Exercise directions -> For this exercise, write out each entry below exactly, omitting the images.

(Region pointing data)
_ _ _

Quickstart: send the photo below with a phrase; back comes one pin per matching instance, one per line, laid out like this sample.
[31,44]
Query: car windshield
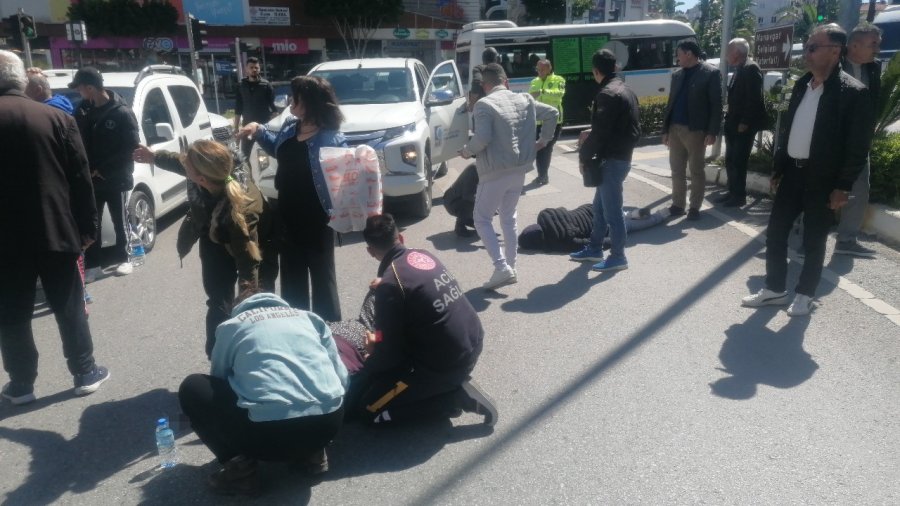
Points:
[370,86]
[75,98]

_ _ _

Task answer ->
Quickstart: send the photo below with a phrase; back comes one pin per matching instance, one per line, laid out like this sample.
[31,44]
Query: car windshield
Points:
[370,86]
[75,98]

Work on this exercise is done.